*STATED PROBLEM*: Count the lines in the rows below that contain the word "brown", and give only that number.

*RECORD EXTRACTS*:
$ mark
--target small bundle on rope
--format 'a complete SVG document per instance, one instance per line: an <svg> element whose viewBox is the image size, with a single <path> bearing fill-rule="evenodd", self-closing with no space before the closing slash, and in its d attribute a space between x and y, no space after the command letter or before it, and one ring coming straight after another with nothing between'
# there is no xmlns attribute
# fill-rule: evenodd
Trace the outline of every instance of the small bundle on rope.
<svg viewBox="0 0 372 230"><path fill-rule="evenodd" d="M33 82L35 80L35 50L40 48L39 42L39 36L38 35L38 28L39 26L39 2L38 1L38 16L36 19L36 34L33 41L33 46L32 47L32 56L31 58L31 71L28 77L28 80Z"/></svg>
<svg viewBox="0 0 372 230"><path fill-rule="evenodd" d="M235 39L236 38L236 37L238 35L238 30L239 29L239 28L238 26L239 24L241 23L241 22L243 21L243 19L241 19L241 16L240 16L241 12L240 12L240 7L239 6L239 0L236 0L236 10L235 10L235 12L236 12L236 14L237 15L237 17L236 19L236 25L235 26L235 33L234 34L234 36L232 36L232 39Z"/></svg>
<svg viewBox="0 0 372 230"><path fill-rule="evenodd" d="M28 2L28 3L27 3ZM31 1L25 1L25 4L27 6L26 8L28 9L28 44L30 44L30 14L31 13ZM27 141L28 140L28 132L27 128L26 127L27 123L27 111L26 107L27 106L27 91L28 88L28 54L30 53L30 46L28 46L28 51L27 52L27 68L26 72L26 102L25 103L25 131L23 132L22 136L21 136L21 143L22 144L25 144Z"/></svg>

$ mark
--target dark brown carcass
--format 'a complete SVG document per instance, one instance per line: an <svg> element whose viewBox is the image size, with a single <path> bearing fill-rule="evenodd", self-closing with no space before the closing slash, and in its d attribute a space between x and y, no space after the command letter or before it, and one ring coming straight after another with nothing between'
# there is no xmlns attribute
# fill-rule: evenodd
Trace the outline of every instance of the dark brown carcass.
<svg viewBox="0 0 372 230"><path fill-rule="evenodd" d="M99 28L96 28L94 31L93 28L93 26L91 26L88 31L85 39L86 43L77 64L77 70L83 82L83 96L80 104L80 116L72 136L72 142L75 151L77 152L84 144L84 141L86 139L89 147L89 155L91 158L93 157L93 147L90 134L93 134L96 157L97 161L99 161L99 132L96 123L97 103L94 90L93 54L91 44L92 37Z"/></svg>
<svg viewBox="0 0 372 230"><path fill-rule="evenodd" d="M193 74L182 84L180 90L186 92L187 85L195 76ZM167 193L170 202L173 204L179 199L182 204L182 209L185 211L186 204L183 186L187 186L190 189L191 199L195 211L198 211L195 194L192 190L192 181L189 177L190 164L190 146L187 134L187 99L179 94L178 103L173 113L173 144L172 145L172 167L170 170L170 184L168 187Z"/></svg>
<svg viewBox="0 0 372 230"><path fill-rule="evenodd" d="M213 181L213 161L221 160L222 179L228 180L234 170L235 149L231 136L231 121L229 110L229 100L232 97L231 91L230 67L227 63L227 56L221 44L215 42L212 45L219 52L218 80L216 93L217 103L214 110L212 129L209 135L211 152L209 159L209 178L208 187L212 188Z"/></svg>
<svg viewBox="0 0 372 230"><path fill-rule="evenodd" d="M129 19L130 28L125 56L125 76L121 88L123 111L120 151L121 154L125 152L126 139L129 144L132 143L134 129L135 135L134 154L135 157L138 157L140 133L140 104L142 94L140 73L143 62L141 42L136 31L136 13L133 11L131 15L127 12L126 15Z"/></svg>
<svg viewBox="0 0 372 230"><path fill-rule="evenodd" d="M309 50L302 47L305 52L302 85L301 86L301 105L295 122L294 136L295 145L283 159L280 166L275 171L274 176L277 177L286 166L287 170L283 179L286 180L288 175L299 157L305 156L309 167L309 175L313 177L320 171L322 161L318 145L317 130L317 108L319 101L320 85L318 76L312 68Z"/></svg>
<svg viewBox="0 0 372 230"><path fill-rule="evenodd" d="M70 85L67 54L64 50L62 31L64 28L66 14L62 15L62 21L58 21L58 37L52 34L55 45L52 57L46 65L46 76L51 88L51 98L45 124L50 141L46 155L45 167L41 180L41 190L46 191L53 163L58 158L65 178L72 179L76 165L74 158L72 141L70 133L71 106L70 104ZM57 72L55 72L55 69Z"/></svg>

*EXERCISE OUTPUT*: 2